* GOAL OF THE EXERCISE
Return each line of the listing below, unchanged, and omit the images.

* THE DATA
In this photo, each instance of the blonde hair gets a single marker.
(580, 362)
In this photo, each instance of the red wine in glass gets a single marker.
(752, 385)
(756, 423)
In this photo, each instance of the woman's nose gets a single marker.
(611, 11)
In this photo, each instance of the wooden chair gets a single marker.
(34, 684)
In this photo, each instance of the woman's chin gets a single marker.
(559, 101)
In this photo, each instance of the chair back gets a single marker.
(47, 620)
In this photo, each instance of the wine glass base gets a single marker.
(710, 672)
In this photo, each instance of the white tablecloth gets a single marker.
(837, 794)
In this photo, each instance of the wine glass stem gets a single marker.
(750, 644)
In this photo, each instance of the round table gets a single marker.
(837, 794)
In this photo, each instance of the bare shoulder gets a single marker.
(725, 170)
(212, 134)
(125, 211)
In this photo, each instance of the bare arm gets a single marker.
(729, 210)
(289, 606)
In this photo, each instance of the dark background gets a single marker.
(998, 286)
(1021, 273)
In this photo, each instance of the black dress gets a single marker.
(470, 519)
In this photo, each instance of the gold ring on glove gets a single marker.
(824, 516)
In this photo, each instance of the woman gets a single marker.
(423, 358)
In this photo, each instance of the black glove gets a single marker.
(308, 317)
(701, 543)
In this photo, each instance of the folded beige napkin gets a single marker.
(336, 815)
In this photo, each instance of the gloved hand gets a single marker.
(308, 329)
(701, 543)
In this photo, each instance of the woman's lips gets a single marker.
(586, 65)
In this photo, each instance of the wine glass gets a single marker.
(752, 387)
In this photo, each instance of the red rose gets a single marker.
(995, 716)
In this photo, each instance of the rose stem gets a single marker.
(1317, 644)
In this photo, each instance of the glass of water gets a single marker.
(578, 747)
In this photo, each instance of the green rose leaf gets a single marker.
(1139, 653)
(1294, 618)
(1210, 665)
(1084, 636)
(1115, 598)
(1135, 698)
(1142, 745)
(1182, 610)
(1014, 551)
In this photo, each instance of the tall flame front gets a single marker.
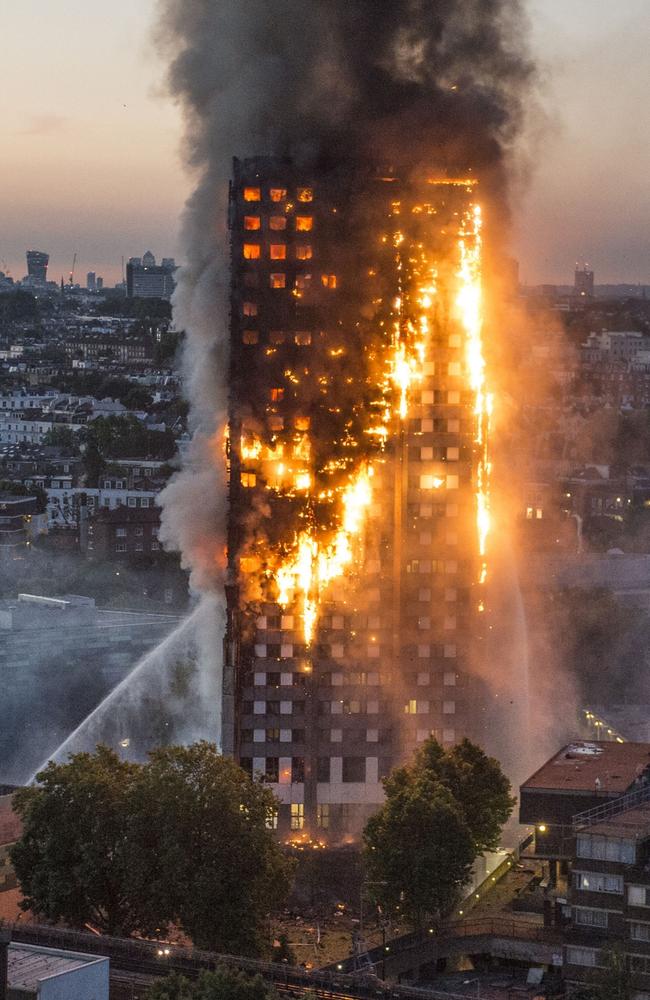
(305, 566)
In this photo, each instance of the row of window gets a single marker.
(302, 338)
(336, 651)
(277, 251)
(278, 223)
(278, 279)
(138, 547)
(602, 848)
(277, 194)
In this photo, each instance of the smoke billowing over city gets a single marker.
(325, 522)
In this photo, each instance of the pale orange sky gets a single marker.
(90, 160)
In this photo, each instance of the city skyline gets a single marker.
(71, 186)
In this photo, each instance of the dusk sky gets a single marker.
(90, 160)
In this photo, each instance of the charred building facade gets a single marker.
(358, 480)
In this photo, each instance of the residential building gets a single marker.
(125, 534)
(37, 262)
(145, 279)
(59, 657)
(16, 513)
(325, 716)
(51, 973)
(583, 285)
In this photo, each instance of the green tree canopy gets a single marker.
(440, 813)
(224, 984)
(218, 866)
(133, 847)
(72, 860)
(480, 787)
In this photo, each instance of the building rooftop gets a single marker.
(28, 965)
(607, 767)
(634, 824)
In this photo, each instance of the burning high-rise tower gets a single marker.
(358, 479)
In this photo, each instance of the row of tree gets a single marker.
(186, 839)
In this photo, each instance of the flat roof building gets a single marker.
(51, 974)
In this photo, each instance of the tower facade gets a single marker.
(37, 262)
(358, 480)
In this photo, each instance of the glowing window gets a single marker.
(297, 815)
(323, 815)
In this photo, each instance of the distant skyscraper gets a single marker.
(37, 262)
(147, 280)
(584, 282)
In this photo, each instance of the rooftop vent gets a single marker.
(583, 751)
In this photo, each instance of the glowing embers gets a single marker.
(469, 306)
(281, 467)
(314, 564)
(411, 324)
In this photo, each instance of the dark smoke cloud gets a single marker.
(407, 80)
(411, 83)
(439, 83)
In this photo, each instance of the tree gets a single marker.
(477, 782)
(440, 813)
(224, 984)
(72, 861)
(218, 868)
(418, 848)
(133, 847)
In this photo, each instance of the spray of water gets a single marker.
(170, 696)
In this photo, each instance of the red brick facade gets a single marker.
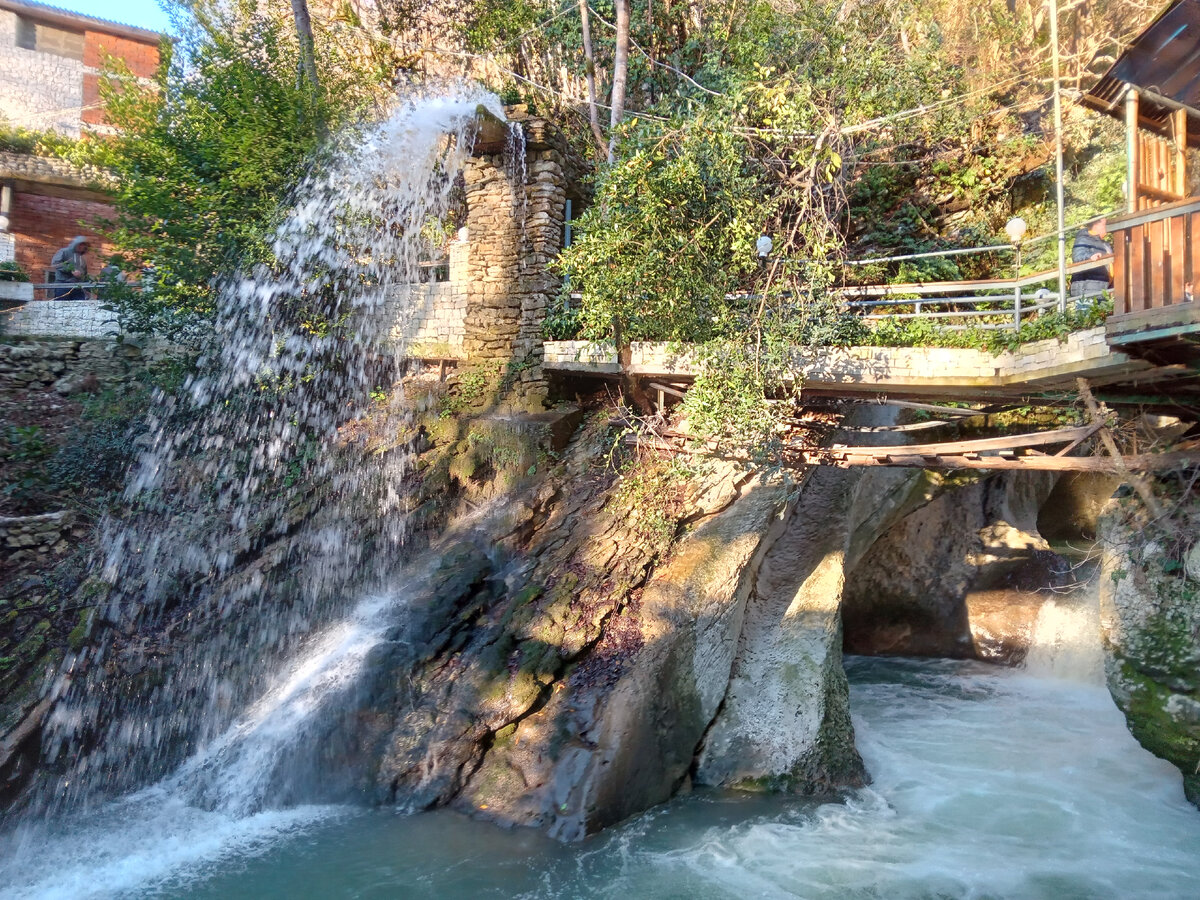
(51, 207)
(142, 59)
(45, 225)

* IN RESPONSE
In this photo, each instance of the blonde hair gets a single marker.
(580, 362)
In this photo, each instance of the red wine in glass gets a single marker.
(752, 385)
(756, 423)
In this photo, each instance of the woman's nose gets a single marker.
(611, 11)
In this photo, each instance of the wooden chair gets a single marker.
(34, 684)
In this photo, each instance of the woman's chin gets a single marker.
(559, 101)
In this photo, each instance of the chair back gets a single marker.
(47, 620)
In this photo, each instance of the wine glass base gets a single marker.
(710, 672)
In this photo, each instance of the white tablecloth gets a single marker.
(837, 794)
In this photo, each instance of the wine glass stem gets a single marker.
(750, 644)
In this photo, each instance of the round table gets a single marker.
(837, 794)
In this photo, each instance of the bare shoulder gets a single marker.
(725, 170)
(212, 134)
(125, 211)
In this photo, each instance of the bare arm gets a single marker.
(729, 210)
(289, 606)
In this photo, each instance of the dark background gets a single marker.
(998, 286)
(1021, 273)
In this photo, each instance of the black dress gets a single marker.
(470, 519)
In this photo, each instance of the gold ring on glove gets a single marker.
(824, 516)
In this photo, each instance of the woman gets a single marker.
(423, 358)
In this photo, each instance of the black glove gets a single marker.
(308, 317)
(701, 543)
In this photo, each instance of the folded beige napkin gets a single marker.
(336, 815)
In this photo, each instance of the gloved hand gets a single marker.
(308, 329)
(701, 543)
In this photo, each instance of the woman's lips gets a single marker.
(586, 65)
In this photo, each instance of the wine glass gets a single marker.
(752, 387)
In this photo, each instance of the red rose gets a single marker.
(995, 716)
In this photo, each instance of the rose stem gets a single marker.
(1317, 644)
In this photo, each instance of the glass of water gets a single marker.
(578, 747)
In this photo, each instance of the green rose leaf gets a single marker.
(1139, 653)
(1294, 618)
(1210, 665)
(1084, 636)
(1115, 598)
(1135, 698)
(1142, 745)
(1182, 610)
(1014, 551)
In this photo, each instance of the tall flame front gets a single marker.
(305, 566)
In this photo, each instance of the row of window gets a single marker.
(302, 338)
(336, 651)
(277, 251)
(278, 223)
(278, 279)
(138, 547)
(602, 848)
(277, 194)
In this photo, each instance of the smoke billowing over city gets a single marker.
(325, 522)
In this photo, each instance of the pale orange sky gets a single marker.
(90, 160)
In this photo, each instance of the city skyline gets a single marker.
(71, 186)
In this photo, each instance of the dusk sky gets a single marker.
(90, 160)
In this photo, each instance of the charred building facade gets a single marker.
(358, 480)
In this photo, each instance of the residential building gets a single marker.
(125, 534)
(37, 262)
(145, 279)
(59, 657)
(16, 513)
(325, 716)
(51, 973)
(583, 285)
In this photo, each instance of the green tree canopy gets a single marker.
(440, 813)
(224, 984)
(218, 866)
(133, 847)
(72, 860)
(480, 787)
In this photo, each instance of the building rooftop gets a single marker.
(28, 965)
(607, 767)
(634, 824)
In this photo, each instance of the burning high-rise tower gets a single marker.
(358, 479)
In this photo, each instance of the row of tree gets a single marker.
(186, 839)
In this photo, each instance of the flat roof building gets a single marker.
(51, 974)
In this photo, each instance of the tower facade gets a single marker.
(37, 262)
(358, 480)
In this photo, each instance of the glowing window gets a single marker.
(297, 815)
(323, 815)
In this photo, each instance of the distant skyscraper gets a single marker.
(37, 262)
(147, 280)
(584, 282)
In this photo, each instance of the rooftop vent gets a single marker.
(583, 751)
In this photo, each instance of the glowing embers gets a single marker.
(469, 306)
(281, 467)
(314, 564)
(411, 324)
In this photo, each instance of the dark smoke cloud gets a single marker.
(407, 80)
(411, 83)
(439, 83)
In this photo, each instance of the tree gets a single marker.
(477, 782)
(440, 813)
(224, 984)
(72, 861)
(218, 868)
(418, 848)
(133, 847)
In this photo, each instance of the spray of water gets a single marker.
(170, 696)
In this photo, each instance of the red brick facade gets a single marker.
(51, 207)
(142, 59)
(45, 225)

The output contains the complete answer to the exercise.